(Entries from a point labeling set)
-- begin --

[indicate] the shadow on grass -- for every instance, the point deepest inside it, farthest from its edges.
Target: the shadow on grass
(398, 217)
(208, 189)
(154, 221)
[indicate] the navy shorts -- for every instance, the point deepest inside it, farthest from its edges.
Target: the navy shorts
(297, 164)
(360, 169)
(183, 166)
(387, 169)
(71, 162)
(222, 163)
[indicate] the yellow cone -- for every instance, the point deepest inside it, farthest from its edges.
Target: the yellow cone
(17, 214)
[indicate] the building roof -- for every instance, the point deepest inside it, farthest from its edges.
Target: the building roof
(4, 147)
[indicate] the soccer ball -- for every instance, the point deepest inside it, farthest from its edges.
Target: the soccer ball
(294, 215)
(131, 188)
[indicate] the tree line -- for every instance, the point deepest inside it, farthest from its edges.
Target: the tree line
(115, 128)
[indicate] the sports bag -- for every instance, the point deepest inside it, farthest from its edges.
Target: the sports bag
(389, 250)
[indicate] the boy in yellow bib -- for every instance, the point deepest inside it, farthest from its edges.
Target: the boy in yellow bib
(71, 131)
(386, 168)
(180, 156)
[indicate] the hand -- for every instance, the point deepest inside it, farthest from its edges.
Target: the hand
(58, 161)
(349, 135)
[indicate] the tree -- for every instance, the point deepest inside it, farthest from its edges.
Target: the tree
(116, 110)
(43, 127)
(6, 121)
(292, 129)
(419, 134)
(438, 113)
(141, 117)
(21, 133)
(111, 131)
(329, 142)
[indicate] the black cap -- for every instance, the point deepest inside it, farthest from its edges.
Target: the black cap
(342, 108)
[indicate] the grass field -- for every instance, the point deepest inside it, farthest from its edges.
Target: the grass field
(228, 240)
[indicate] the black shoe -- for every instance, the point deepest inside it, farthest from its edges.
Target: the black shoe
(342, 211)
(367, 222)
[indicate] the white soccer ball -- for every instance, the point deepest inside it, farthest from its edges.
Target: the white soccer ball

-- end --

Task — Copy out all of the entries above word for word, line by line, changing nothing.

Solution to the exercise —
[indicate] the shadow on grass -- for every instance, the point deepest inside it, farthest from its edges.
Target: the shadow on grass
(398, 217)
(208, 189)
(154, 221)
[indicate] the navy shorts -- for every instance, the point deepest inside it, farthest from its edges.
Target: the navy shorts
(297, 164)
(360, 169)
(183, 166)
(387, 169)
(71, 162)
(222, 163)
[indicate] the yellow cone -- for every instance, the point deepest inside it, farthest from its edges.
Target: the yellow cone
(17, 214)
[indicate] the building roof -- for every instance, the point deepest inside it, farthest from its edges.
Target: the building roof
(4, 147)
[indicate] the soccer ball -- for every instance, the point deepest inside it, farthest from its edges.
Target: the soccer ball
(294, 215)
(131, 188)
[indicate] the tree line -- for every instance, the point deepest inside it, farthest from its edges.
Target: the tree line
(115, 128)
[indicate] the sports bag -- for every instance, the point deepest inside it, farthest from its edges.
Target: the sports bag
(389, 250)
[indicate] the boy in yellow bib -- for every instance, the point deepest inside it, farthest from its edges.
Target: the boy in yellow bib
(71, 131)
(386, 168)
(180, 156)
[indicate] the hand -- for every instance, the point deepest inside it, farthest from its edges.
Target: the hand
(58, 161)
(349, 135)
[indicate] the tree -- for every instance, the point deepest inside it, farthest from its edges.
Target: the tree
(116, 110)
(43, 127)
(6, 121)
(292, 129)
(419, 134)
(438, 113)
(141, 117)
(21, 133)
(111, 131)
(329, 142)
[indicate] the black cap -- for every instance, the point deepest inside it, farthest from its edges.
Target: the black cap
(342, 108)
[indicate] the grass field -- for every instance, the point deepest inside it, farthest from its edges.
Target: the grass field
(228, 240)
[indicate] the black shoe -- for every instance, the point deepest inside it, farthest from its edges.
Target: the black shoe
(342, 211)
(367, 222)
[indicate] the white soccer ball -- for every instance, the point deepest inside it, farthest from its edges.
Target: the white soccer ball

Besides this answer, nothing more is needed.